◆ **Texte de la page**:
>>>>

En France comme en Normandie, l’année 2024 confirme des avancées majeures dans le dépistage et la prise en charge du VIH et des infections sexuellement transmissibles (IST). Des chiffres détaillés rendus publics récemment par Santé Publique France. Mais derrière ces indicateurs encourageants, l’épidémie ne recule plus. Stabilisation des nouvelles contaminations, hausse continue des IST bactériennes et diagnostics encore trop tardifs rappellent l’ampleur du défi de santé publique. Et le plus inquiétant est la hausse des contaminations des 15-24 ans notamment en Normandie.

Un dépistage du VIH en forte progression
Jamais autant de tests de dépistages du VIH n’avaient été réalisés en France. En 2024, environ 8,5 millions de sérologies ont été effectuées par les laboratoires de biologie médicale, poursuivant une dynamique engagée depuis plusieurs années. Un chiffre qui s’explique notamment par la montée en puissance du dépistage sans ordonnance et sans avance de frais, qui représente désormais 20% de l’ensemble des tests réalisés.
L’élargissement de ce dispositif aux autres IST, en septembre 2024, a également produit un effet notable chez les jeunes : le nombre mensuel de moins de 25 ans testés pour le VIH via ce canal a doublé. Un signal positif, dans un contexte où le dépistage précoce reste l’un des leviers majeurs de prévention.
Découvertes de séropositivité : une stabilisation préoccupante
Environ 5 100 personnes ont découvert leur séropositivité au VIH en France en 2024. Après une hausse continue entre 2020 et 2023, ce chiffre semble désormais se stabiliser. Une stabilisation qui ne traduit pas une victoire : l’incidence des nouvelles contaminations ne diminue plus et reste estimée à 3400 cas par an depuis 2023.

Les profils des personnes diagnostiquées révèlent des inégalités persistantes. Plus de la moitié (56%) des personnes découvrant leur séropositivité sont nées à l’étranger, et parmi elles, 43% ont été contaminées après leur arrivée en France. Les modes de transmission restent majoritairement sexuels, avec une prédominance des rapports hétérosexuels (53%), suivis des rapports entre hommes (42%). Les hommes ayant des relations sexuelles avec des hommes (HSH) demeurent une population clé de l’épidémie, même si les tendances divergent selon le lieu de naissance.
Diagnostics tardifs : des opportunités manquées
Malgré les progrès du dépistage, 43% des infections à VIH sont encore découvertes à un stade tardif en 2024, dont 27% à un stade avancé. Cette situation, bien qu’en amélioration depuis 2020, témoigne d’opportunités manquées de dépistage et de mise sous traitement précoce.

Ces retards au diagnostic ont des conséquences majeures, tant pour la santé individuelle (avec un risque accru de complications) que pour la dynamique de transmission du virus. On estime ainsi qu’environ 9700 personnes vivent avec le VIH en France sans le savoir en 2024.
Une prise en charge exemplaire… une fois le diagnostic posé
La France affiche toutefois des résultats remarquables en matière de prise en charge. En 2023, 94% des personnes vivant avec le VIH étaient diagnostiquées, 96% d’entre elles étaient sous traitement antirétroviral, et 97% avaient une charge virale indétectable. Ces performances placent le pays très au-delà des objectifs internationaux fixés par l’ONU Sida.

<<<<

◆ **Données fournies**:
>>>>

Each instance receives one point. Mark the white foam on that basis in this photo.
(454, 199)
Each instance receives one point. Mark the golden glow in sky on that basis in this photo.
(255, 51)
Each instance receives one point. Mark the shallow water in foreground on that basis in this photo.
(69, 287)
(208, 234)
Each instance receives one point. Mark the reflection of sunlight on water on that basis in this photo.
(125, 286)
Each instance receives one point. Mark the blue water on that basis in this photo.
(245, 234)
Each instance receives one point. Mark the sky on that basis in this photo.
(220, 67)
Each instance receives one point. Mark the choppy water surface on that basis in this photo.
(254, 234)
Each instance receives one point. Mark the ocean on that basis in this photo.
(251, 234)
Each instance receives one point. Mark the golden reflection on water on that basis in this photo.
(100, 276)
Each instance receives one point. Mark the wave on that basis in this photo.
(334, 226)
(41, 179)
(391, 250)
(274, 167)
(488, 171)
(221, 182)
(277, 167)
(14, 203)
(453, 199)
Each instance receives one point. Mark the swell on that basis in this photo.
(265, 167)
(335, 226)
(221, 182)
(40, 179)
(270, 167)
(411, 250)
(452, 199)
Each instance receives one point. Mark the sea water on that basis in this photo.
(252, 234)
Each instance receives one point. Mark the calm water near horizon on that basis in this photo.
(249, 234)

<<<<

◆ **Consigne**: Pouvez-vous imprimer sans aucune modification tout le passage du texte sur le VIH ci-dessus, depuis « Les profils des » jusqu'à « lieu de naissance. » ?

◆ **Zone de réponse**:
Les profils des personnes diagnostiquées révèlent des inégalités persistantes. Plus de la moitié (56%) des personnes découvrant leur séropositivité sont nées à l’étranger, et parmi elles, 43% ont été contaminées après leur arrivée en France. Les modes de transmission restent majoritairement sexuels, avec une prédominance des rapports hétérosexuels (53%), suivis des rapports entre hommes (42%). Les hommes ayant des relations sexuelles avec des hommes (HSH) demeurent une population clé de l’épidémie, même si les tendances divergent selon le lieu de naissance.